### [Work item]
Every entry below is to be copied exactly as written.

### [Data extracts]
"""
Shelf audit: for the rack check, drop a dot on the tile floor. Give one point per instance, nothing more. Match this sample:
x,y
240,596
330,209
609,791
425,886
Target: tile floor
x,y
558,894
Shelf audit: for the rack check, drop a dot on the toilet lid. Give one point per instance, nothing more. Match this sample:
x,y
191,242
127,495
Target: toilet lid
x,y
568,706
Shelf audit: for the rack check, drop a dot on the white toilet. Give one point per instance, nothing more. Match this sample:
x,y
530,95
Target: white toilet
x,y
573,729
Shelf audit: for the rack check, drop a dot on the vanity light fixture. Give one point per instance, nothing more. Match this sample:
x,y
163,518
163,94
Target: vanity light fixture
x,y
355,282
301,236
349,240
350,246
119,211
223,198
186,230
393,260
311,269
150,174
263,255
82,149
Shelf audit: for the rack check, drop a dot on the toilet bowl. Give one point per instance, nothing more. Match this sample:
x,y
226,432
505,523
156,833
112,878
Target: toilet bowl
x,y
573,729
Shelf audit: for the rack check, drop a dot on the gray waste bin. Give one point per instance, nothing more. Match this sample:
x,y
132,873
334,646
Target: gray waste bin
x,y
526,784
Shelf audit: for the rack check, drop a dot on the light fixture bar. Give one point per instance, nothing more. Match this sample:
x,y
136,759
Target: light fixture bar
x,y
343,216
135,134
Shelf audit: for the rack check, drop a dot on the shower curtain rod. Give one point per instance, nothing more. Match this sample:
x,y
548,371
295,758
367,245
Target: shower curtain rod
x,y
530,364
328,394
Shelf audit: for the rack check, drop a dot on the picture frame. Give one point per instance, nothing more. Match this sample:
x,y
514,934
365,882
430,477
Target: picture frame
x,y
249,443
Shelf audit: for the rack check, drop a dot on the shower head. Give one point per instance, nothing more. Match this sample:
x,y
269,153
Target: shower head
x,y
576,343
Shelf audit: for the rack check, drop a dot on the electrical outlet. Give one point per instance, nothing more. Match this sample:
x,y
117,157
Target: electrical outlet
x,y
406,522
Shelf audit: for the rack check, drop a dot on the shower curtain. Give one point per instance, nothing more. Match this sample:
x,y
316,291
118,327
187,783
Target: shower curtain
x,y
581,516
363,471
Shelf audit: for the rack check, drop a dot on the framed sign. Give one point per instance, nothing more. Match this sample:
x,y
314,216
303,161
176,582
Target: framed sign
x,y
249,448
"""
### [Response]
Shelf audit: for the rack check, drop a dot on the tile floor. Give one point per instance, nothing more. Match this sample:
x,y
240,596
330,209
609,791
425,886
Target: tile floor
x,y
558,894
Shelf audit: for the rack check, drop a dot on the toilet lid. Give one point per instance, nothing more. Match this sample:
x,y
191,242
127,495
Target: toilet lid
x,y
568,706
Shelf audit: for the rack check, drop a dot on the white toilet. Give one point per instance, nothing more. Match this sample:
x,y
530,95
Target: white toilet
x,y
573,729
Shelf audit: for the rack check, drop a dot on the vanity light fixture. Give one point per instance, nothing more. Match this sample:
x,y
163,518
163,94
Target: vanity light fixture
x,y
355,282
301,236
349,240
350,246
119,211
223,198
186,230
393,260
311,269
150,174
263,255
82,149
Shelf audit: for the rack check, drop a dot on the toilet bowl. Give one point per instance, nothing more. Match this sample:
x,y
226,432
505,523
156,833
112,878
Target: toilet bowl
x,y
573,729
Shelf audit: for the rack check, drop a dot on the gray waste bin. Give one point per instance, nothing more. Match this sample:
x,y
132,873
334,646
Target: gray waste bin
x,y
526,784
Shelf audit: for the rack check, drop a dot on the light fixture bar. Give one point per instance, nothing more. Match this sample:
x,y
136,759
Target: light fixture bar
x,y
343,216
135,134
Shelf audit: for the rack check, drop a dot on the shower curtain rod. Give one point per instance, nothing more. Match this sample:
x,y
548,371
295,758
367,245
Target: shower curtain rod
x,y
530,364
328,394
Shelf audit: for the rack check, drop a dot on the picture frame. Give one point per instance, nothing more. Match this sample:
x,y
514,934
365,882
430,477
Target: picture frame
x,y
249,443
Shelf audit: for the rack check, drop a dot on the shower head. Give one point per instance, nothing more. Match this sample:
x,y
269,153
Target: shower head
x,y
576,343
Shelf audit: for the rack check, drop a dot on the electrical outlet. Give one point per instance, nothing more. Match this sample:
x,y
117,157
Target: electrical outlet
x,y
406,522
Shelf audit: for the rack check, drop a dot on the shower curtain. Give one point per instance, nothing more. Match this sample:
x,y
316,291
118,327
187,783
Target: shower curtain
x,y
581,516
363,471
Shelf audit: for the rack check, drop a dot on the framed sign. Give one point per instance, nothing more. Match this sample:
x,y
314,216
303,161
176,582
Target: framed sign
x,y
249,448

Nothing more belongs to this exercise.